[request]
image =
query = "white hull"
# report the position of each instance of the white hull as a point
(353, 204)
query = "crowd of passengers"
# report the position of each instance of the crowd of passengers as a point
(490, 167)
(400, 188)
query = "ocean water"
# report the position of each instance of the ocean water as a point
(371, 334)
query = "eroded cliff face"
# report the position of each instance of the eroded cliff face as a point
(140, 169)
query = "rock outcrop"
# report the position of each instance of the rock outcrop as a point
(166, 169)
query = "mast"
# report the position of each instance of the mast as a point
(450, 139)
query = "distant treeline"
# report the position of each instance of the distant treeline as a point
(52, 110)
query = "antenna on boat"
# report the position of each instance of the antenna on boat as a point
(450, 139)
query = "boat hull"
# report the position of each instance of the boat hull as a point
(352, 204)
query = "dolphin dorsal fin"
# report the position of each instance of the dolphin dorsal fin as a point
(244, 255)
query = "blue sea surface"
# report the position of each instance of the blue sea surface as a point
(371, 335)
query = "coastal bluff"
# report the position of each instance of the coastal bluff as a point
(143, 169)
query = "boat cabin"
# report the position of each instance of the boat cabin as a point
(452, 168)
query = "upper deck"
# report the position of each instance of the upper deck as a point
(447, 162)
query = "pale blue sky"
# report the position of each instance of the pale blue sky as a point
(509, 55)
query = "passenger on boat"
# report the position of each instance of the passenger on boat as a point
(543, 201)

— Required task —
Your task is to give the records above again, exactly.

— Written reply —
[request]
image =
query = "white hull"
# report the position of each instance of the white hull as a point
(353, 204)
query = "crowd of passengers"
# report the position of each instance of the crowd of passengers as a point
(490, 167)
(400, 188)
query = "ocean water"
# report the position of each instance of the ocean water as a point
(371, 334)
query = "eroded cliff face"
# report the position of each instance of the eroded cliff face as a point
(140, 169)
query = "rock outcrop"
# report the position of each instance of the rock outcrop as a point
(166, 169)
query = "mast"
# report the position of each instance of the mast as a point
(450, 139)
query = "distant treeline"
# report the position of each instance of the distant treeline as a point
(52, 110)
query = "antenna on boat"
# report the position of each instance of the antenna on boat as a point
(450, 139)
query = "boat hull"
# report the position of each instance of the boat hull as a point
(352, 204)
query = "dolphin dorsal fin"
# report the position of each instance of the dolphin dorsal fin as a point
(244, 255)
query = "blue sea surface"
# report the position of each instance of the blue sea surface as a point
(371, 335)
query = "coastal bluff"
# report the position of each instance of the coastal bluff as a point
(143, 169)
query = "boat cabin"
# report the position of each instance of the boat cabin as a point
(452, 168)
query = "upper deck"
# report the position of each instance of the upper deck as a point
(447, 162)
query = "pale blue sky"
# report the position of each instance of the pale blue sky as a point
(509, 55)
query = "passenger on boat"
# report the position of each instance of the passenger on boat as a point
(543, 201)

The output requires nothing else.